__Work item__
Which lines in the records below hold the word "note"? Copy each of them.

(Stored records)
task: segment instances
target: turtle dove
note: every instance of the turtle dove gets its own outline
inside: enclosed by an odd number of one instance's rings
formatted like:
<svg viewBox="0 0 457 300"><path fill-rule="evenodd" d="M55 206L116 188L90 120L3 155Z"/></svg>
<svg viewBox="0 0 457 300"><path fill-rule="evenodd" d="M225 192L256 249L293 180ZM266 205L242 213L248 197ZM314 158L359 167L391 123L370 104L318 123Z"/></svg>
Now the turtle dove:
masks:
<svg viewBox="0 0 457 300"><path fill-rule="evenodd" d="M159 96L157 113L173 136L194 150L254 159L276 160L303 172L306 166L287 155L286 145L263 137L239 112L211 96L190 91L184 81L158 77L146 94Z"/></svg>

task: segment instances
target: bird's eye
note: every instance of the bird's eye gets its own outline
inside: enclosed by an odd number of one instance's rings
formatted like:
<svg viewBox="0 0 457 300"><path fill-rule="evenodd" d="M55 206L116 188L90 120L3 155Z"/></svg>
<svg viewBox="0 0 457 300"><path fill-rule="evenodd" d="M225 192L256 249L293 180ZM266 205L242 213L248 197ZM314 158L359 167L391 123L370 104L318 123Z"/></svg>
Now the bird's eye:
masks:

__Solution to the problem__
note: every instance of the turtle dove gets its own outline
note: every instance of the bird's eye gets its own outline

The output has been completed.